----- PASSAGE CITÉ

C’est la, du reste, la dernière trace qu’on rencontre de son existence.
Quelques savants ont prétendu qu’il mourut octogénaire à Tyr, en 1219. Mais
leur opinion est victorieusement repoussée par une charte de l’an 1193 qui
nous apprend qu’un autre prélat occupait alors le siége de Tyr. Guillaume
était donc mort à cette époque. Nous n’avons aucune autre donnée qui
détermine avec plus de précision le terme de sa vie et nous fasse connaître
ses derniers travaux.
Il avait écrit, nous dit-il lui-même, deux grands
ouvrages, entrepris l’un et l’autre à la sollicitation du roi Amaury qui avait
fourni à l’historien tous les secours dont il avait pu disposer. Le premier
comprenait l’histoire des Arabes, depuis la venue de Mahomet jusqu’en 1184[4] ; livre précieux
sans doute, puisque Guillaume avait eu connaissance d’un grand nombre de manuscrits
arabes qu’il ne nomme point, mais où il avait dû puiser des renseignements importants.

----------
----- DONNÉES FOURNIES

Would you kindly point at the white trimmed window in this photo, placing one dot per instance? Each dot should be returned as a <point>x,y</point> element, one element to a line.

----------

## OBJECTIF
Remplacez « octogénaire » par « centenaire » dans le passage sur Guillaume, que vous recopierez en commençant par « Quelques savants ont » et en allant jusqu'à « ses derniers travaux. ». La liste n'a aucun lien avec le passage cité.

## RÉPONSE
Quelques savants ont prétendu qu’il mourut centenaire à Tyr, en 1219. Mais
leur opinion est victorieusement repoussée par une charte de l’an 1193 qui
nous apprend qu’un autre prélat occupait alors le siége de Tyr. Guillaume
était donc mort à cette époque. Nous n’avons aucune autre donnée qui
détermine avec plus de précision le terme de sa vie et nous fasse connaître
ses derniers travaux.